- _TASK DIRECTIONS_:
Can you echo every line of the records below word for word, leaving out the pictures?

____________

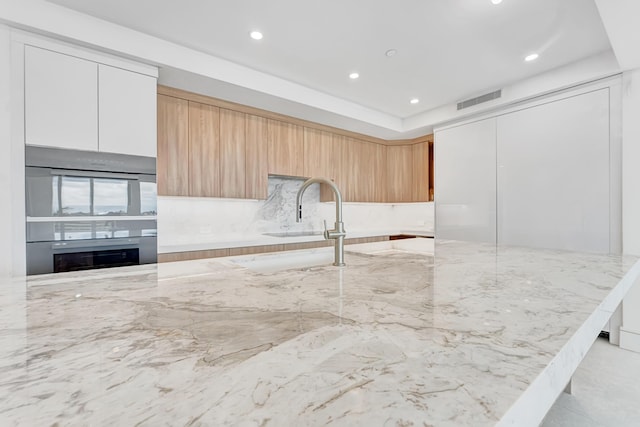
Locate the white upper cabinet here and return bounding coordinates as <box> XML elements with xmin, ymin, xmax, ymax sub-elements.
<box><xmin>24</xmin><ymin>36</ymin><xmax>157</xmax><ymax>157</ymax></box>
<box><xmin>24</xmin><ymin>46</ymin><xmax>98</xmax><ymax>151</ymax></box>
<box><xmin>434</xmin><ymin>118</ymin><xmax>496</xmax><ymax>243</ymax></box>
<box><xmin>98</xmin><ymin>64</ymin><xmax>157</xmax><ymax>157</ymax></box>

____________

- _SOLUTION BELOW_:
Locate the white upper cabinet here and return bounding coordinates as <box> XML elements with xmin, ymin, xmax, ymax sub-elements.
<box><xmin>24</xmin><ymin>36</ymin><xmax>157</xmax><ymax>157</ymax></box>
<box><xmin>24</xmin><ymin>46</ymin><xmax>98</xmax><ymax>151</ymax></box>
<box><xmin>434</xmin><ymin>118</ymin><xmax>496</xmax><ymax>243</ymax></box>
<box><xmin>98</xmin><ymin>64</ymin><xmax>157</xmax><ymax>157</ymax></box>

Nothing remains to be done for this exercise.